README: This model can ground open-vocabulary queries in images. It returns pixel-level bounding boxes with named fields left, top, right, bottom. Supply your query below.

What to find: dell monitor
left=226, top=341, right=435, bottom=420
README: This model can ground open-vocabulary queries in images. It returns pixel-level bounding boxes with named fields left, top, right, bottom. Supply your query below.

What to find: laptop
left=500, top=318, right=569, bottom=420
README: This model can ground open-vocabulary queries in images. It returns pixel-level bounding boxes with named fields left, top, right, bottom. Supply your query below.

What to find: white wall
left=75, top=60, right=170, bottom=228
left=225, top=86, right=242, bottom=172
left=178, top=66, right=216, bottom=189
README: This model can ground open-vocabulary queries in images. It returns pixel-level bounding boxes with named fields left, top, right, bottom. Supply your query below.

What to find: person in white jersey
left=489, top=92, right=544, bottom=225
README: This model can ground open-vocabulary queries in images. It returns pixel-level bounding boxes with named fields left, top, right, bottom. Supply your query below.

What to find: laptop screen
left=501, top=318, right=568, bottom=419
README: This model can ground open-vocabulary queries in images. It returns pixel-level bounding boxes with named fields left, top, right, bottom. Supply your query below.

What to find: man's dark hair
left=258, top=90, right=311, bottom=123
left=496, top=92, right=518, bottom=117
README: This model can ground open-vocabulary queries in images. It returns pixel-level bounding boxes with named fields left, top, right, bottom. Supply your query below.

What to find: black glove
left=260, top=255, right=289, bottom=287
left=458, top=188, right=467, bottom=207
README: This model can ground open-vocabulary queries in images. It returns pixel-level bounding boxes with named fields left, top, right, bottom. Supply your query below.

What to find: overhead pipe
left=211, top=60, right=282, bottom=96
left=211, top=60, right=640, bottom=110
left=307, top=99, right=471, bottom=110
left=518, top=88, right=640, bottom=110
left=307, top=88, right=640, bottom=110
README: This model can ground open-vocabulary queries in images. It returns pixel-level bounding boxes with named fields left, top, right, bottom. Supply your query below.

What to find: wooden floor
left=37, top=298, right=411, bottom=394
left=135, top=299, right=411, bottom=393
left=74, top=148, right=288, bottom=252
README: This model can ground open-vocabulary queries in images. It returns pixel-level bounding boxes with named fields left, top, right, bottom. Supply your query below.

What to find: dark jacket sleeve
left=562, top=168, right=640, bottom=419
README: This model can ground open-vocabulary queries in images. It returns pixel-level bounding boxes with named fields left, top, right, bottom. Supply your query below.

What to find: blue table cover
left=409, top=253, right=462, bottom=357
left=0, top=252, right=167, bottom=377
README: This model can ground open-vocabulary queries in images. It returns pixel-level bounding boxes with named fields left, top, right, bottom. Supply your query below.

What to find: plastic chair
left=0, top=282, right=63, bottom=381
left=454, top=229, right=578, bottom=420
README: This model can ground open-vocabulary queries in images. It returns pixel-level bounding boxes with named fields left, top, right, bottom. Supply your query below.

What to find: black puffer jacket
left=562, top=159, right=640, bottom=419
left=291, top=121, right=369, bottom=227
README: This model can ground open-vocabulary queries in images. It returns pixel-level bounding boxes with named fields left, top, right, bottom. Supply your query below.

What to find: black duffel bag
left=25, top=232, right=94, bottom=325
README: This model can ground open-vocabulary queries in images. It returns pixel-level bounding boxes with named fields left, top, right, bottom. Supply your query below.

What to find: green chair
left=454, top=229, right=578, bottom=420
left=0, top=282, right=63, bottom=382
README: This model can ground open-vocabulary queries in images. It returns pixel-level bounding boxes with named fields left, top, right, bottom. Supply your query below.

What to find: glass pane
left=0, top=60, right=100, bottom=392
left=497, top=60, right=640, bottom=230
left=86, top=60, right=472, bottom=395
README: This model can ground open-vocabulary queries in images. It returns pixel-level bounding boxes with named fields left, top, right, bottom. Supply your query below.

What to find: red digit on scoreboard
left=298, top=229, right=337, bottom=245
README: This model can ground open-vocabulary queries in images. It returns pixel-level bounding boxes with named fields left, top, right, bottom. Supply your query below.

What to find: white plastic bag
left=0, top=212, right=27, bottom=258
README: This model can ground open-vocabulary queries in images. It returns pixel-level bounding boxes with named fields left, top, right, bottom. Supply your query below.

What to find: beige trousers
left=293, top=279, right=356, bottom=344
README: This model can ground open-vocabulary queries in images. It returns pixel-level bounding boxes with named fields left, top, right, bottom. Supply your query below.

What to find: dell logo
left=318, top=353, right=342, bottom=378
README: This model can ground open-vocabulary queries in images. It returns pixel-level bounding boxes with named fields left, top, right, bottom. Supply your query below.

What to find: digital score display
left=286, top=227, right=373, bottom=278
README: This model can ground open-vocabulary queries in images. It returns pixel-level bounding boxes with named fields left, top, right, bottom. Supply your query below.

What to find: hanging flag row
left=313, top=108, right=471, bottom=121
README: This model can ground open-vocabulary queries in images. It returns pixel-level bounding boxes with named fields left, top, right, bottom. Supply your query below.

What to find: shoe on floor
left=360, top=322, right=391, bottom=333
========
## Written request:
Output these lines as a JSON list of strings, one string per line, leaving out blank lines; cover all the data above.

## Response to this task:
[
  "README: This model can ground open-vocabulary queries in images. It returns pixel-level bounding boxes with named fields left, top, right, bottom. Supply your query below.",
  "What to find: dell monitor",
  "left=226, top=341, right=435, bottom=420",
  "README: This model can ground open-vocabulary queries in images. It returns pixel-level bounding boxes with named fields left, top, right, bottom. Supply your query below.",
  "What to find: laptop",
  "left=500, top=318, right=569, bottom=420",
  "README: This model can ground open-vocabulary queries in images. It returns pixel-level bounding boxes with named fields left, top, right, bottom. Supply your query below.",
  "What to find: white wall",
  "left=75, top=60, right=170, bottom=228",
  "left=225, top=86, right=242, bottom=172",
  "left=178, top=66, right=216, bottom=189",
  "README: This model can ground open-vocabulary queries in images. It returns pixel-level bounding boxes with named fields left, top, right, bottom. Supply your query below.",
  "What to find: person in white jersey",
  "left=489, top=92, right=544, bottom=225",
  "README: This model can ground open-vocabulary queries in images. It returns pixel-level bounding boxes with named fields left, top, right, bottom. Supply your query below.",
  "What to find: laptop screen",
  "left=501, top=318, right=568, bottom=419",
  "README: This model can ground open-vocabulary queries in images. It returns pixel-level bounding boxes with named fields left, top, right, bottom. Supply your query below.",
  "What to find: man's dark hair",
  "left=258, top=90, right=311, bottom=123",
  "left=496, top=92, right=518, bottom=117",
  "README: This model can ground open-vocabulary queries in images. It returns pixel-level bounding boxes with named fields left, top, right, bottom. Supply your query below.",
  "What to find: black glove",
  "left=260, top=255, right=289, bottom=287",
  "left=458, top=188, right=467, bottom=207",
  "README: This model can ground open-vocabulary queries in images. It returns pixel-level bounding boxes with named fields left, top, right, bottom. Supply your query below.",
  "What to find: overhead pipe",
  "left=211, top=60, right=282, bottom=96",
  "left=211, top=60, right=640, bottom=110",
  "left=307, top=99, right=471, bottom=110",
  "left=518, top=88, right=640, bottom=110",
  "left=307, top=88, right=640, bottom=110",
  "README: This model can ground open-vocabulary queries in images. It returns pixel-level bounding boxes with named fields left, top, right, bottom. Supply your query below.",
  "What to find: wooden floor",
  "left=37, top=298, right=411, bottom=394",
  "left=135, top=299, right=411, bottom=393",
  "left=74, top=148, right=288, bottom=252",
  "README: This model can ground open-vocabulary queries in images. It returns pixel-level bounding boxes with named fields left, top, right, bottom. Supply your query below.",
  "What to find: dark jacket sleeve",
  "left=562, top=168, right=640, bottom=419",
  "README: This model can ground open-vocabulary queries in images. It returns pixel-level bounding boxes with named fields left, top, right, bottom. Supply your query below.",
  "What to find: blue table cover",
  "left=409, top=253, right=462, bottom=357",
  "left=0, top=252, right=167, bottom=377",
  "README: This model can ground open-vocabulary queries in images. It returns pixel-level bounding boxes with named fields left, top, right, bottom. Supply your query below.",
  "What to find: plastic chair",
  "left=0, top=282, right=63, bottom=381",
  "left=454, top=229, right=578, bottom=420",
  "README: This model can ground open-vocabulary queries in images. It returns pixel-level bounding boxes with named fields left, top, right, bottom. Supply your query below.",
  "What to find: black puffer jacket",
  "left=562, top=159, right=640, bottom=419",
  "left=291, top=121, right=369, bottom=227",
  "README: This model can ground open-vocabulary queries in images. It returns pixel-level bounding boxes with named fields left, top, right, bottom. Supply your query below.",
  "What to find: black duffel bag",
  "left=25, top=232, right=94, bottom=325",
  "README: This model can ground open-vocabulary queries in images. It returns pixel-level bounding boxes with named fields left, top, right, bottom. Supply your query below.",
  "What to find: green chair",
  "left=454, top=229, right=578, bottom=420",
  "left=0, top=282, right=63, bottom=382",
  "README: This model can ground open-vocabulary queries in images. It returns pixel-level bounding boxes with named fields left, top, right, bottom. Supply your query below.",
  "What to find: glass pane",
  "left=0, top=60, right=100, bottom=392",
  "left=497, top=60, right=640, bottom=230",
  "left=86, top=60, right=472, bottom=395",
  "README: This model can ground open-vocabulary queries in images. It returns pixel-level bounding boxes with named fields left, top, right, bottom. Supply your query below.",
  "What to find: red digit on scoreboard",
  "left=298, top=229, right=337, bottom=245",
  "README: This model can ground open-vocabulary queries in images. It returns pixel-level bounding boxes with named fields left, top, right, bottom. Supply your query below.",
  "What to find: white plastic bag",
  "left=0, top=212, right=27, bottom=258",
  "README: This model can ground open-vocabulary queries in images. It returns pixel-level bounding boxes with named fields left, top, right, bottom. Supply your query below.",
  "What to find: beige trousers",
  "left=293, top=279, right=356, bottom=344",
  "README: This model can ground open-vocabulary queries in images. It returns pixel-level bounding boxes with named fields left, top, right, bottom. Supply your query below.",
  "What to find: dell logo",
  "left=318, top=353, right=342, bottom=378",
  "README: This model can ground open-vocabulary queries in images. It returns pixel-level bounding boxes with named fields left, top, right, bottom. Supply your query below.",
  "What to find: digital score display",
  "left=286, top=227, right=373, bottom=278",
  "README: This model can ground open-vocabulary queries in images. It returns pixel-level bounding boxes with named fields left, top, right, bottom. Supply your query below.",
  "What to find: hanging flag row",
  "left=313, top=108, right=471, bottom=121",
  "README: This model can ground open-vocabulary queries in images. It returns pixel-level bounding boxes with named fields left, top, right, bottom. Supply your query below.",
  "What to find: shoe on floor",
  "left=360, top=322, right=391, bottom=333"
]